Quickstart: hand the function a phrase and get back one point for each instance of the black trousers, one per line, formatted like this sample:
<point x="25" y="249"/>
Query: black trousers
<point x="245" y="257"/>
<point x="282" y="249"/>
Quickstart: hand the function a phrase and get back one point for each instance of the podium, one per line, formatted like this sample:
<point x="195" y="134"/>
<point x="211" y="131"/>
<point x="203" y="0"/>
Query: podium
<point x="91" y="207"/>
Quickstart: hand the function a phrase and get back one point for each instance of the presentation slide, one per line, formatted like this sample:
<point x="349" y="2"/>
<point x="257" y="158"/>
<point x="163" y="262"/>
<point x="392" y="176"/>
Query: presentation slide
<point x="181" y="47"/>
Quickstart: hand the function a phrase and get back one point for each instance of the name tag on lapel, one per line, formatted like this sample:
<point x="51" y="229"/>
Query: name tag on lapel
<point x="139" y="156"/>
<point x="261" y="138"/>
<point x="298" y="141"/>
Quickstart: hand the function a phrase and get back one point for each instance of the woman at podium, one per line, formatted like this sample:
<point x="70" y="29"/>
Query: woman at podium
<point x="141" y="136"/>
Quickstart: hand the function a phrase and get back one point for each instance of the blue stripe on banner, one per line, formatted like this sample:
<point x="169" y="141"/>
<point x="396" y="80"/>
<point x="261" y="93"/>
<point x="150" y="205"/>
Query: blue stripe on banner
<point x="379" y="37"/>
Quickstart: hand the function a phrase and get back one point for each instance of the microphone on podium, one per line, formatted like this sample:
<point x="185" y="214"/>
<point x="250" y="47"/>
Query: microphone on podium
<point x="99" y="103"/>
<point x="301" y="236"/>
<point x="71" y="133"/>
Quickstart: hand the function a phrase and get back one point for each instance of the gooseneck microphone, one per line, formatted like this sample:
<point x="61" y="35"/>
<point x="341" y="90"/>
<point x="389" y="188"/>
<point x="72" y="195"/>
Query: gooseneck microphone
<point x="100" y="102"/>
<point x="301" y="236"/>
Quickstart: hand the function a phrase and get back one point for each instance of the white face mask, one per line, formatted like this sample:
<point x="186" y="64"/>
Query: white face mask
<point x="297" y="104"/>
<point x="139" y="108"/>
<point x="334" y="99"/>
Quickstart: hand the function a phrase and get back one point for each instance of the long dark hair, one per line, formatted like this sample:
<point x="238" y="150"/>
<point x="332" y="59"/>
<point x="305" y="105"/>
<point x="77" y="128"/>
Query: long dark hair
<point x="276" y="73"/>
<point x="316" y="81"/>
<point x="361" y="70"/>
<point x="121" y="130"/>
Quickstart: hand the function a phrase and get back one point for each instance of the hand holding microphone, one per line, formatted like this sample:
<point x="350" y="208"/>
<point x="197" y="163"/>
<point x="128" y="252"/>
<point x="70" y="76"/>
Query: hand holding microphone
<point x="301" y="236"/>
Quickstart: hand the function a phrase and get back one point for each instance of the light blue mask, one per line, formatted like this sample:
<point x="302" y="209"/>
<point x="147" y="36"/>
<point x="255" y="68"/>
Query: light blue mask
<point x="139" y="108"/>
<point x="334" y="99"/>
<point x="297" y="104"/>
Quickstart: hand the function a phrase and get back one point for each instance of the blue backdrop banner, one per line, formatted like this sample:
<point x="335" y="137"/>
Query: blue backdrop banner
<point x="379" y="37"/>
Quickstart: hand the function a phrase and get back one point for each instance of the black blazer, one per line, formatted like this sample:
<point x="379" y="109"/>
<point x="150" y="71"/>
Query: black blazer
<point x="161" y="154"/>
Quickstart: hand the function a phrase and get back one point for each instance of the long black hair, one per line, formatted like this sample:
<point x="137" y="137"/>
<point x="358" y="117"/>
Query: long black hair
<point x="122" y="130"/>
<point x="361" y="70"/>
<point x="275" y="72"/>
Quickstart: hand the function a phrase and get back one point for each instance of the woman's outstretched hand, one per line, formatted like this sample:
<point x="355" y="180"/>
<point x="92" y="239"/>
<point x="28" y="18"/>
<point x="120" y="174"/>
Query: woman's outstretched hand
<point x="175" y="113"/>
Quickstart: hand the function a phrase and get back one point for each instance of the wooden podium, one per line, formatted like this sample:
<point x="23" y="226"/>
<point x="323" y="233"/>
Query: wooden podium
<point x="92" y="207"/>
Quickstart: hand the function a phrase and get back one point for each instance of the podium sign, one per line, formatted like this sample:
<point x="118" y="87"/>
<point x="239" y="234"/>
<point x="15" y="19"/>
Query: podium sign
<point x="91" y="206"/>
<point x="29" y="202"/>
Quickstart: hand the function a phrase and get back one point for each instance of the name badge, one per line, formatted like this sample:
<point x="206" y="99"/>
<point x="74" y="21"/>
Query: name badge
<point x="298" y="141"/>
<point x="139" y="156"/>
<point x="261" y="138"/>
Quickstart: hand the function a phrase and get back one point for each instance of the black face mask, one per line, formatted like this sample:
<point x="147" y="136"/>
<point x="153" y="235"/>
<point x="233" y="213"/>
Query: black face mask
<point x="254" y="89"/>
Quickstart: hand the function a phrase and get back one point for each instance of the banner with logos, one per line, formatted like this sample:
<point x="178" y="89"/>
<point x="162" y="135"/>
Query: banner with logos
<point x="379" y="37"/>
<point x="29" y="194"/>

WHAT IS REQUIRED: Resize the records from the line that contains "of the woman's" through the last line of the records, reproducing every line, requests included, with each coordinate in the answer points multiplied by 1.55 and rounded to a whole number, halves rounded up. Leave the numbers in the requests and their format samples unchanged.

WORKED SOLUTION:
Quickstart: hand the function a phrase and get back one point for each instance of the woman's outstretched hand, one per line, formatted like this sample:
<point x="355" y="180"/>
<point x="92" y="239"/>
<point x="28" y="18"/>
<point x="120" y="174"/>
Query: woman's outstretched hand
<point x="271" y="175"/>
Quickstart: hand the function a phrase and get back one point for each instance of the wooden podium, one per line, formatted like this sample:
<point x="23" y="226"/>
<point x="323" y="233"/>
Query: wooden podium
<point x="143" y="321"/>
Quickstart: hand the function a phrase and get back one point for each instance of the podium sign, one per line, formatted like this sample:
<point x="118" y="87"/>
<point x="239" y="234"/>
<point x="15" y="19"/>
Query: podium sign
<point x="141" y="319"/>
<point x="45" y="313"/>
Quickstart: hand the function a phrase and get back one point for each instance of the name badge, one per line, formatted like this sample:
<point x="206" y="99"/>
<point x="74" y="21"/>
Query: name badge
<point x="462" y="219"/>
<point x="215" y="242"/>
<point x="405" y="214"/>
Quickstart: hand the function a phrase and get back one point for each instance of the black face mask, one per line, formatted like this sample:
<point x="147" y="136"/>
<point x="153" y="235"/>
<point x="233" y="213"/>
Query: black face mask
<point x="394" y="138"/>
Quickstart: hand the function a phrase and get back one point for each instance of the banner with logos, one per line, formatted like this sample:
<point x="178" y="89"/>
<point x="162" y="135"/>
Query: banner with logos
<point x="587" y="57"/>
<point x="45" y="301"/>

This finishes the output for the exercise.